Directive
Lay out the lines below, between the line containing "Where can you see the oven" and the line containing "<point>537,185</point>", inclusive, as a Markdown table with a column No. for the row number and a column Text for the line. Leave out blank lines and everything outside that span.

Task input
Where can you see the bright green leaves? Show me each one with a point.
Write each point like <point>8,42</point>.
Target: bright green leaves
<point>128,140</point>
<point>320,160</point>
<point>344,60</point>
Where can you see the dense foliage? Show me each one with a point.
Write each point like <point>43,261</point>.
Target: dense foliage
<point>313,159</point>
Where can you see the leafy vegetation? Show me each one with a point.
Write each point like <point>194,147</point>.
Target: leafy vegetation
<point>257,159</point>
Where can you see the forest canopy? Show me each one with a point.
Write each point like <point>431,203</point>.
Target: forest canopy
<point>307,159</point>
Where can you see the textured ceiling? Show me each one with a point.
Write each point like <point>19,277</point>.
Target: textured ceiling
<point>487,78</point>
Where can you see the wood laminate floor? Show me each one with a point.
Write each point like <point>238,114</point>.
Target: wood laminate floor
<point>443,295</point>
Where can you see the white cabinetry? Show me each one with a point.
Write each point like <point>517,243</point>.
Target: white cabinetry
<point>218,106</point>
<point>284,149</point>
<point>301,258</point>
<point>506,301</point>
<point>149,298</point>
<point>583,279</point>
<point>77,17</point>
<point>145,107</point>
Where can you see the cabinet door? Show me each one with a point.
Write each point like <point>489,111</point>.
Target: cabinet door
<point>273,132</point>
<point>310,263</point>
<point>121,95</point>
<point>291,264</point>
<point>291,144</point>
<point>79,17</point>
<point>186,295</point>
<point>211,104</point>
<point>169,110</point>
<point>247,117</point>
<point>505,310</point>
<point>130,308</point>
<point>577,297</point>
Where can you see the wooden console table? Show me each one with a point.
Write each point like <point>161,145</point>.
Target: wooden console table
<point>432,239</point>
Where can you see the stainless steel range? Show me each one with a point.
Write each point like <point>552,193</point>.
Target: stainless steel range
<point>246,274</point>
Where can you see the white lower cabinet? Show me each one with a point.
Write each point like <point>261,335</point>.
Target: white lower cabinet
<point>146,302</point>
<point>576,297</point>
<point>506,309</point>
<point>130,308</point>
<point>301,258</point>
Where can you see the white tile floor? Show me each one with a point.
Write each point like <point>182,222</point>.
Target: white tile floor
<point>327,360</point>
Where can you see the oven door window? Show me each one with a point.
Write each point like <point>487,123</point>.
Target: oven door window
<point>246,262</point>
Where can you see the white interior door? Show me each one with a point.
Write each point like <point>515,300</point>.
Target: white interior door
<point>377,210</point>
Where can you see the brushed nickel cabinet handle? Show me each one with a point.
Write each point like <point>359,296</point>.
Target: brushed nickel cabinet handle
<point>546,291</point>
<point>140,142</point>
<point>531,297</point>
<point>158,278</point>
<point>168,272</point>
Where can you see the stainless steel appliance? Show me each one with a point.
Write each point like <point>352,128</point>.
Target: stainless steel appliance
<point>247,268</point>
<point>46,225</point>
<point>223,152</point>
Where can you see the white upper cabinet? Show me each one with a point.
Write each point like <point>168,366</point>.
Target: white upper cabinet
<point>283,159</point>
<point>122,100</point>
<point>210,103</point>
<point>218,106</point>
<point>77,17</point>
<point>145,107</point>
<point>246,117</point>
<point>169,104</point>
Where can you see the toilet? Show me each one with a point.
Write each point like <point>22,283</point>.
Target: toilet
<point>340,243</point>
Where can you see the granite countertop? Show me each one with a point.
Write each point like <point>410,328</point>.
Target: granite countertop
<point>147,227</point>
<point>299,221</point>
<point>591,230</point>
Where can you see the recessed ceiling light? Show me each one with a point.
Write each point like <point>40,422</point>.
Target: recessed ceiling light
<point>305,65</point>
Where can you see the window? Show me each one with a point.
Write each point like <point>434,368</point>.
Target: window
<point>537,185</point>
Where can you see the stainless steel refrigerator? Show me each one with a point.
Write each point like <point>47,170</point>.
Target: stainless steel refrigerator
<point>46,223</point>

Task answer
| No. | Text |
|---|---|
| 1 | Where can you see the oven door window? Show me each one with a point. |
| 2 | Write each point like <point>487,123</point>. |
| 3 | Target: oven door window |
| 4 | <point>246,262</point> |
| 5 | Where can you see the white interior door? Show me each one with a point. |
| 6 | Write each point like <point>515,300</point>. |
| 7 | Target: white interior door |
| 8 | <point>377,210</point> |
| 9 | Where can you see the brushed nickel cabinet handle? Show me each one with a point. |
| 10 | Write each point like <point>359,296</point>. |
| 11 | Target: brushed nickel cabinet handle |
| 12 | <point>546,291</point> |
| 13 | <point>140,142</point> |
| 14 | <point>531,297</point> |
| 15 | <point>158,278</point> |
| 16 | <point>168,272</point> |
| 17 | Where can you see the stainless steel appliance? Show me each one with a point. |
| 18 | Write each point like <point>352,128</point>. |
| 19 | Target: stainless steel appliance |
| 20 | <point>247,268</point> |
| 21 | <point>46,225</point> |
| 22 | <point>223,152</point> |
| 23 | Where can you see the white upper cabinet? Show me each one with a point. |
| 24 | Write each point like <point>168,366</point>. |
| 25 | Target: white upper cabinet |
| 26 | <point>283,159</point> |
| 27 | <point>122,100</point> |
| 28 | <point>210,103</point> |
| 29 | <point>218,106</point> |
| 30 | <point>77,17</point> |
| 31 | <point>145,107</point> |
| 32 | <point>246,117</point> |
| 33 | <point>169,104</point> |
| 34 | Where can you see the toilet? Show me each one with a point. |
| 35 | Write each point like <point>22,283</point>. |
| 36 | Target: toilet |
| 37 | <point>340,243</point> |
| 38 | Where can you see the granite countertop? Show me each one with a point. |
| 39 | Write each point like <point>410,328</point>. |
| 40 | Target: granite countertop |
| 41 | <point>147,227</point> |
| 42 | <point>299,221</point> |
| 43 | <point>591,230</point> |
| 44 | Where can you see the recessed ceiling light? Show me each one with a point. |
| 45 | Write each point like <point>40,422</point>. |
| 46 | Target: recessed ceiling light |
| 47 | <point>305,65</point> |
| 48 | Where can you see the window? Show me each one with a point. |
| 49 | Write each point like <point>434,368</point>. |
| 50 | Target: window |
| 51 | <point>537,185</point> |